Start RECORDS TO PROCESS

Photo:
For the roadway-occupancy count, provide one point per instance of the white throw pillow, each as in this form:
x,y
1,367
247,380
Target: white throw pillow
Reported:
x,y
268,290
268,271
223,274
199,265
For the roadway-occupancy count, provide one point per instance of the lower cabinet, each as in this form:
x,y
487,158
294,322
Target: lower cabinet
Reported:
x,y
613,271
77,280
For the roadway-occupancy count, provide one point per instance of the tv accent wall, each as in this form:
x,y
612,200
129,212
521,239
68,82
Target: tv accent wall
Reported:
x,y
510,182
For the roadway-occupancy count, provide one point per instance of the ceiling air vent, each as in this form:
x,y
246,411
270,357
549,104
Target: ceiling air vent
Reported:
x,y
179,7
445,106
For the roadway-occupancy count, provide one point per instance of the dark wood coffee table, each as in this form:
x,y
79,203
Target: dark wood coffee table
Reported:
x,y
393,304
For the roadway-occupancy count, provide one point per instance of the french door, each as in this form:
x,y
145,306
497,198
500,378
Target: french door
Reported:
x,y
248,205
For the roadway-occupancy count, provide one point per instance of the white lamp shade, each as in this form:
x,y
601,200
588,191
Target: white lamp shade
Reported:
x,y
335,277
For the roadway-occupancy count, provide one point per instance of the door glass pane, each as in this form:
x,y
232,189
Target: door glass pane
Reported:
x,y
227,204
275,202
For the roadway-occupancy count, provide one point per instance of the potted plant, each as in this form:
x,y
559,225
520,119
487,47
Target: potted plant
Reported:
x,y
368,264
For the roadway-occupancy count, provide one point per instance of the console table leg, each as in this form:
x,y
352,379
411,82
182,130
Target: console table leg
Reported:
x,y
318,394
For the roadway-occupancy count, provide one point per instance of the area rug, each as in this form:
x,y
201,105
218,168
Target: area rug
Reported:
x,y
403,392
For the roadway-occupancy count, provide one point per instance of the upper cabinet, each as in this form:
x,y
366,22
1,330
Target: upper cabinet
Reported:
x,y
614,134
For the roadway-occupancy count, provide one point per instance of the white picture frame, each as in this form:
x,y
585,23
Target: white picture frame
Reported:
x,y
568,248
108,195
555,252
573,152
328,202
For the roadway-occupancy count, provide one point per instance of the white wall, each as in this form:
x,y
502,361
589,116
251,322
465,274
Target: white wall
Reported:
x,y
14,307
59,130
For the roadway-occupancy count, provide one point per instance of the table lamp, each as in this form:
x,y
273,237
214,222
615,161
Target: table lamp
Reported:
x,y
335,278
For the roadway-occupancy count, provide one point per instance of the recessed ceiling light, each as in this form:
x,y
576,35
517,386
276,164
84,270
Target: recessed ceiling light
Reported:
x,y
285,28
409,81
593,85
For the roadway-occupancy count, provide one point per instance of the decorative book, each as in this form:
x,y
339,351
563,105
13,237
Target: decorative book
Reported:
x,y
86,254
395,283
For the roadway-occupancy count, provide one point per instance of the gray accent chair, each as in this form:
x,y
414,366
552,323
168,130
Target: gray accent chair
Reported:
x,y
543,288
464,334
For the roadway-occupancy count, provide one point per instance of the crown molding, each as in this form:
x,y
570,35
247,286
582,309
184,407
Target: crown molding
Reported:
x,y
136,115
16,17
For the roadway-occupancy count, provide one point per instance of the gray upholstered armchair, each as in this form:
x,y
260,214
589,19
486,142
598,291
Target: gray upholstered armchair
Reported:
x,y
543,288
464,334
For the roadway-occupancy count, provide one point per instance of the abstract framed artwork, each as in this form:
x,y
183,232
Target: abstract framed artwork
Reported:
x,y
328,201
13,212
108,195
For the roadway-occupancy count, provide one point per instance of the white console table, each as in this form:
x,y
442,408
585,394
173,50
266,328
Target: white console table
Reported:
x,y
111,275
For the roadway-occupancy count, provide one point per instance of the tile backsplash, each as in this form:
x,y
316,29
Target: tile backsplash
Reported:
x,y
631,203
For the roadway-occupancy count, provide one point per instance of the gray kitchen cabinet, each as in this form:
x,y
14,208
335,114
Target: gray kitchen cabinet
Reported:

End RECORDS TO PROCESS

WORK INSTRUCTIONS: Copy out the lines of the material above, unchanged, from the line containing "of the recessed" through the final line, including both.

SOLUTION TO THE PROBLEM:
For the roadway-occupancy count, provide one point per instance of the recessed ceiling light, each as in this form:
x,y
576,35
517,386
276,164
84,270
Target: recessed ceiling light
Reported:
x,y
285,28
409,81
593,85
For the roadway-occupancy count, provide one point per instance of the decorative book, each as in this form:
x,y
339,351
563,105
13,237
Target: decorative book
Reported:
x,y
86,254
395,283
For the roadway-occupancy count, provide one point per instance of the gray accent chair, each as in this form:
x,y
414,366
552,323
168,130
Target: gray accent chair
Reported:
x,y
543,288
464,334
For the roadway-occupancy count, provide one point per instance of the crown molding, each as in this form:
x,y
570,35
247,286
582,309
184,407
Target: crown molding
Reported:
x,y
136,115
16,17
For the roadway-occupancy count, provide one point per instance of the gray upholstered armchair, each as in this form:
x,y
260,214
589,19
486,142
598,291
Target: gray upholstered armchair
Reported:
x,y
543,288
464,334
For the roadway-occupancy count, provide one point per instance of the abstract framed artwork, each as in this form:
x,y
183,232
Target: abstract framed artwork
Reported:
x,y
328,201
13,212
108,195
For the roadway-occupancy count, provide one point per instance of the white console table, each as in this form:
x,y
442,408
585,394
173,50
266,328
Target: white console table
Reported:
x,y
111,275
For the roadway-occupancy count, provide one point per instance of the tile backsplash, each as in this form:
x,y
316,29
Target: tile backsplash
Reported:
x,y
631,203
For the roadway-occupancy count, provide one point per instance of the gray kitchen cabinet, each as in this form:
x,y
14,208
335,114
Target: gray kitchen cabinet
Reported:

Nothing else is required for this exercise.